◆ **Records for this task**:
● ● ● ● ●
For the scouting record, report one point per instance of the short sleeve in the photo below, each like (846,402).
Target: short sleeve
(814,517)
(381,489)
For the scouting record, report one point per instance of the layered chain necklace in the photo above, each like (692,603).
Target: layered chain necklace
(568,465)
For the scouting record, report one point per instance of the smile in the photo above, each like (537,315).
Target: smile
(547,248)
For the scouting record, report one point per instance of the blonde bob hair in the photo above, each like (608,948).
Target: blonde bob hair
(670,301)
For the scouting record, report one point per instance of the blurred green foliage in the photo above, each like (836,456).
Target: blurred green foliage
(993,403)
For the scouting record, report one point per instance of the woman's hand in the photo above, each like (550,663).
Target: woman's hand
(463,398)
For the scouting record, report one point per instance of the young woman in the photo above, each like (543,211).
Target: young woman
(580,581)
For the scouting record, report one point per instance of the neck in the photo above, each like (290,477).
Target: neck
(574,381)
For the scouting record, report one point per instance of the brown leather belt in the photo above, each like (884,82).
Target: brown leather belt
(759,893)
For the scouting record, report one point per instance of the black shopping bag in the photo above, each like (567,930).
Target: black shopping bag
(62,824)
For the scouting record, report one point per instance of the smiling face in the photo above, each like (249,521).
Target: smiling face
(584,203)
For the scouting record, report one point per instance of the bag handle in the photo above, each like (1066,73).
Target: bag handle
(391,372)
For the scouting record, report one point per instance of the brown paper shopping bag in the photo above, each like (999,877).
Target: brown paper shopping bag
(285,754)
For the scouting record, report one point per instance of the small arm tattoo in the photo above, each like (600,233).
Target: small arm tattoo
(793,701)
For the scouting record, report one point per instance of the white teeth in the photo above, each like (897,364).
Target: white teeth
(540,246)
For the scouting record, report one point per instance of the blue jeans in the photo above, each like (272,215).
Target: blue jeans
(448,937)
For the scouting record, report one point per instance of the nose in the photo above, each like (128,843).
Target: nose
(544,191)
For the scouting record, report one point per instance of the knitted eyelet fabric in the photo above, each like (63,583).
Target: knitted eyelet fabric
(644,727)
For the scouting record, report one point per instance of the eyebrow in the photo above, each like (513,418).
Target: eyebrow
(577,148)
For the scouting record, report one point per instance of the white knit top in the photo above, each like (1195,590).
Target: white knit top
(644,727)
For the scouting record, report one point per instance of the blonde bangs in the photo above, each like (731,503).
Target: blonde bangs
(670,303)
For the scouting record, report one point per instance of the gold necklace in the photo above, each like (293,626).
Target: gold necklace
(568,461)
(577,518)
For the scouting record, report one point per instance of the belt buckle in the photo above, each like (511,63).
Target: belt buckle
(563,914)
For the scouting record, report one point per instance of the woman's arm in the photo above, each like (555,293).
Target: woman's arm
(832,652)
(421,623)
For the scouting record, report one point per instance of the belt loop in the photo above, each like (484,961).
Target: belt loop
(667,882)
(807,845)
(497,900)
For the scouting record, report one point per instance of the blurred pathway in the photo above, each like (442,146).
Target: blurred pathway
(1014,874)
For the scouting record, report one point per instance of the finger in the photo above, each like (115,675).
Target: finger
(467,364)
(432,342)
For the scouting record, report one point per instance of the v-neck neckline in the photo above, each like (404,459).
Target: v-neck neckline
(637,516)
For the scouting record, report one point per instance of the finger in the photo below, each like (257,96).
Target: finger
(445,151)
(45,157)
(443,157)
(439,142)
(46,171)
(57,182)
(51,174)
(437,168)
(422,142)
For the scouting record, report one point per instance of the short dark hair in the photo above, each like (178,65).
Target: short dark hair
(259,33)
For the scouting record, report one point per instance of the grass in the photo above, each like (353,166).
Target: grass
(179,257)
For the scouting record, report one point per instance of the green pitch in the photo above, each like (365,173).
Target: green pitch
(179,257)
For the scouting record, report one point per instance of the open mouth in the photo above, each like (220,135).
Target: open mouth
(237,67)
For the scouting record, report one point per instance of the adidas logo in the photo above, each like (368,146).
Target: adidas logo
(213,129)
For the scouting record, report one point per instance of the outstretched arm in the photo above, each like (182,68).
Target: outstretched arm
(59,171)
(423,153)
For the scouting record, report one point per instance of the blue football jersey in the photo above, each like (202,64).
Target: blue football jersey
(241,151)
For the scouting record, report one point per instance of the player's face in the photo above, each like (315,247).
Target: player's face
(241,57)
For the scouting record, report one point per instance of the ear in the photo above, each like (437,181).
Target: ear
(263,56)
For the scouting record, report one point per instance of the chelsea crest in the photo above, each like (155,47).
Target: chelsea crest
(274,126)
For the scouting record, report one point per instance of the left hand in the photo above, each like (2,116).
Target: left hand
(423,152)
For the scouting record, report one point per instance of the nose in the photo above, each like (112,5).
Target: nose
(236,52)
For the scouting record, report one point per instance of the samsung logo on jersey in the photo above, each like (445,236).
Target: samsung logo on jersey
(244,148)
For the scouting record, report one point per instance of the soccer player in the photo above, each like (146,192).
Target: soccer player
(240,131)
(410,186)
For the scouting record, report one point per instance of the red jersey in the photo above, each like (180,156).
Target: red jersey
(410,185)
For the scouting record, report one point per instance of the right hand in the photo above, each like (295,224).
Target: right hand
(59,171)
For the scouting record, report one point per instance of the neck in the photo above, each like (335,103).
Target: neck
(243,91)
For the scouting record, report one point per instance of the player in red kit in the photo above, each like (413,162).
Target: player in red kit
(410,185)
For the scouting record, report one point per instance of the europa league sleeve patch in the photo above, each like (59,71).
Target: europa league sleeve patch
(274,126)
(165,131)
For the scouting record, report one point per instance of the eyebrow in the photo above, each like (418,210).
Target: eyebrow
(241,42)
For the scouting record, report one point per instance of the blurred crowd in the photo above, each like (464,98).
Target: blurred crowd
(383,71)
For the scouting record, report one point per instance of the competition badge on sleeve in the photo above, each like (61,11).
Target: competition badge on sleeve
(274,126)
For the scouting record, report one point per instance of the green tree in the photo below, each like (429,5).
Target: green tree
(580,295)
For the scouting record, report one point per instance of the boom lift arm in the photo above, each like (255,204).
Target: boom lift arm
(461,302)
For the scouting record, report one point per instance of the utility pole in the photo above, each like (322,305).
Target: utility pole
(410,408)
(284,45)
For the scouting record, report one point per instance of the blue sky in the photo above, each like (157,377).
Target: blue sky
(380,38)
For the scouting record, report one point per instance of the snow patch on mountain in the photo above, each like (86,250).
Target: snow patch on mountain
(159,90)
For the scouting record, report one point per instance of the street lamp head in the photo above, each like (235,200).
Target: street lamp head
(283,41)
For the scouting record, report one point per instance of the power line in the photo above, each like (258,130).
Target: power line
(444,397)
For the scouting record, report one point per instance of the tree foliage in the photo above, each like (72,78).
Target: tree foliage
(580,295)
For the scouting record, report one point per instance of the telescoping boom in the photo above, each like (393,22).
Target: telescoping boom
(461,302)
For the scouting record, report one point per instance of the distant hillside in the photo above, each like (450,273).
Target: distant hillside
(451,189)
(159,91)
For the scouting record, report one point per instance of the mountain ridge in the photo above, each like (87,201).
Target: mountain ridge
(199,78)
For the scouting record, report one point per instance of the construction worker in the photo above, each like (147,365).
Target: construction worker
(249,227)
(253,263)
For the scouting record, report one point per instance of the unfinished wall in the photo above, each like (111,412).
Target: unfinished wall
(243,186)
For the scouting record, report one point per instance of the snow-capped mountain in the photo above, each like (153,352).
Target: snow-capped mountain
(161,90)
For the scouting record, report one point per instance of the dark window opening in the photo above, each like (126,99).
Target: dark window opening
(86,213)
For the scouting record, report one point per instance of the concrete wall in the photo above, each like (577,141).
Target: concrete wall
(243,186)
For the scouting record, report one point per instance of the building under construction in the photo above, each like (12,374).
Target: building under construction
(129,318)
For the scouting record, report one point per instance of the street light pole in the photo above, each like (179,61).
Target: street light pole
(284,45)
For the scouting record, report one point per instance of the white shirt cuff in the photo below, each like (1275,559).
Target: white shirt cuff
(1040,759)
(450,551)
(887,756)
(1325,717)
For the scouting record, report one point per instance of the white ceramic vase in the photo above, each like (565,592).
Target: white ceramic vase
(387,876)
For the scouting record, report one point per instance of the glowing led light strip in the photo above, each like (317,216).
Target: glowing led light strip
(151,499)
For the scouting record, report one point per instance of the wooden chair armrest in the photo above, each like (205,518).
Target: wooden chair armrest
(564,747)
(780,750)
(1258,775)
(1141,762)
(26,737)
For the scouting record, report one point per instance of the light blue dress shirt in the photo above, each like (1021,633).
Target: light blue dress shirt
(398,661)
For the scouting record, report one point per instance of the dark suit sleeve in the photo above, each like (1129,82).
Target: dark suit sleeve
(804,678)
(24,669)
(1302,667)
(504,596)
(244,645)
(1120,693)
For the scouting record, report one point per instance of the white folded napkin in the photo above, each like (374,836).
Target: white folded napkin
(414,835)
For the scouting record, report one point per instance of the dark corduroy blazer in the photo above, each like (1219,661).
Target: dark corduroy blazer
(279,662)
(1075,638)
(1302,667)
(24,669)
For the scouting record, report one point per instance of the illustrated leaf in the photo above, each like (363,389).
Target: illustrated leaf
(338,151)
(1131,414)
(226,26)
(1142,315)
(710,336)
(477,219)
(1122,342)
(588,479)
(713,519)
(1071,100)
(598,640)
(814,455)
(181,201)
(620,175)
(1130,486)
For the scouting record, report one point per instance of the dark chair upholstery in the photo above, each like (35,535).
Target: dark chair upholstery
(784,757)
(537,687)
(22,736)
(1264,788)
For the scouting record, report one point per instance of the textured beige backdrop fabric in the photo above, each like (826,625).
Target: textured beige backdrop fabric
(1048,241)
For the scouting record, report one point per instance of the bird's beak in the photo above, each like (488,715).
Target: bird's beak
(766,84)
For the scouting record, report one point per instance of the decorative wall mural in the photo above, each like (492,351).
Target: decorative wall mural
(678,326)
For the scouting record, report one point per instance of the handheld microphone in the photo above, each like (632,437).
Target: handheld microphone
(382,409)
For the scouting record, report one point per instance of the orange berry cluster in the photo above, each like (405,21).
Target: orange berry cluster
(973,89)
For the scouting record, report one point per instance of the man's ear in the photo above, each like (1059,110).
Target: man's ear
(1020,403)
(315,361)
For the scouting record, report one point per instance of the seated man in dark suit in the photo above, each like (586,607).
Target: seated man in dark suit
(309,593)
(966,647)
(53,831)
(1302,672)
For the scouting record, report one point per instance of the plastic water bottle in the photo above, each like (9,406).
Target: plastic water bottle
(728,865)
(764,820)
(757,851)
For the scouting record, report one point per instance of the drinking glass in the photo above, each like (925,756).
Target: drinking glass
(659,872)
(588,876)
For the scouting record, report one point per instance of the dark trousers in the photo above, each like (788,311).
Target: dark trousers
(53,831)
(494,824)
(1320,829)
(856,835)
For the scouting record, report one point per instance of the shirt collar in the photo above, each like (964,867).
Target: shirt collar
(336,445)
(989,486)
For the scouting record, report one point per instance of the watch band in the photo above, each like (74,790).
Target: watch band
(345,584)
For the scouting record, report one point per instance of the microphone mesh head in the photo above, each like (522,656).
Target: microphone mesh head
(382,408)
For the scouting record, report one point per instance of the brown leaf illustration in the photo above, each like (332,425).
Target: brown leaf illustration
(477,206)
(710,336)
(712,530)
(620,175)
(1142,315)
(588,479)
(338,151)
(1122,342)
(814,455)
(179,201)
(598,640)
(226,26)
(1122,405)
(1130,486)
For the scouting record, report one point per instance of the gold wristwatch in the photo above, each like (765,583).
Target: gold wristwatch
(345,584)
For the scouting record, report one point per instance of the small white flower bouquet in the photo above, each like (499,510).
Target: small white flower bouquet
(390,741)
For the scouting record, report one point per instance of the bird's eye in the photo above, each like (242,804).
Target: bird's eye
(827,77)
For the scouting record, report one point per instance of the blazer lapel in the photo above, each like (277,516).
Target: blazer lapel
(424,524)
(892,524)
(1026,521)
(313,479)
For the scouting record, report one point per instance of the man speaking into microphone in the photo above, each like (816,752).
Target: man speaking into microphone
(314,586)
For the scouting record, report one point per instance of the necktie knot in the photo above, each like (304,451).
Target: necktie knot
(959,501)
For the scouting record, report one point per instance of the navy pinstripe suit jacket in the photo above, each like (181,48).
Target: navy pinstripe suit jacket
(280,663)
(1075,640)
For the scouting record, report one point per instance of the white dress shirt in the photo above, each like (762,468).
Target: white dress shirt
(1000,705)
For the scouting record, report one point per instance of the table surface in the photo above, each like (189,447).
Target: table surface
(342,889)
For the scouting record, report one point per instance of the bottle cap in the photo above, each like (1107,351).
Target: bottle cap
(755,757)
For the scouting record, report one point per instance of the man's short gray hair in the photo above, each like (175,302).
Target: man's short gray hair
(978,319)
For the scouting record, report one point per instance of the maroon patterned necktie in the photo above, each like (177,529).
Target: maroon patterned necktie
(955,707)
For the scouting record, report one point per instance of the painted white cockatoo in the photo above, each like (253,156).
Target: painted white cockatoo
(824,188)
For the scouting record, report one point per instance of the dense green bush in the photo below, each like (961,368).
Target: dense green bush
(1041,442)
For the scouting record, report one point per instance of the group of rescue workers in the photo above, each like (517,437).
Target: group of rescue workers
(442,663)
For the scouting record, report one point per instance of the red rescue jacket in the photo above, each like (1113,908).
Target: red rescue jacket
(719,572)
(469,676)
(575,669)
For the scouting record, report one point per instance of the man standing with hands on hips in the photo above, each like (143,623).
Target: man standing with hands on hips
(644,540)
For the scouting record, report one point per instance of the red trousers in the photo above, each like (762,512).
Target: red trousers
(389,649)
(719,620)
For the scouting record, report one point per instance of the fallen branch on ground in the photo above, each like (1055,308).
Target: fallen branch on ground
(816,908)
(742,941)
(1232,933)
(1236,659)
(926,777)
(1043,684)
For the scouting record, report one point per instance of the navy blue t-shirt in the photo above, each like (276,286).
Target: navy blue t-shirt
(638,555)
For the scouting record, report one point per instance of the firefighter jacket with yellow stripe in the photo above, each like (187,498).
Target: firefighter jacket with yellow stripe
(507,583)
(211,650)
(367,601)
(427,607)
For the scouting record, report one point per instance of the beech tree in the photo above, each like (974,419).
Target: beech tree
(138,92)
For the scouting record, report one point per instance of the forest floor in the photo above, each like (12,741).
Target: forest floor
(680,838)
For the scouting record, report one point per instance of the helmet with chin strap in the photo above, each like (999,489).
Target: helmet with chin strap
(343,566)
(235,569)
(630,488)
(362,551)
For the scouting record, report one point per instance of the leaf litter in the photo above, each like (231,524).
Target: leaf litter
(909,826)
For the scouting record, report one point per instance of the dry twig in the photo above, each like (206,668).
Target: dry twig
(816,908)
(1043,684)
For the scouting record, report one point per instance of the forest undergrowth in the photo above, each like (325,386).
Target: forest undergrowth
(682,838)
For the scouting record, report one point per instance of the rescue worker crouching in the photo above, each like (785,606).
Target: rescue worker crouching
● ● ● ● ●
◆ **Written exercise**: Please update the stretch above, from the line containing "each like (785,606)." through the end of the items, so that "rescue worker" becomes "firefighter", with everything else left as it is.

◆ **Problem solution**:
For the scouting record, report one point per instance of the firefighter crouching in the photo above, each like (785,606).
Target: firefighter crouching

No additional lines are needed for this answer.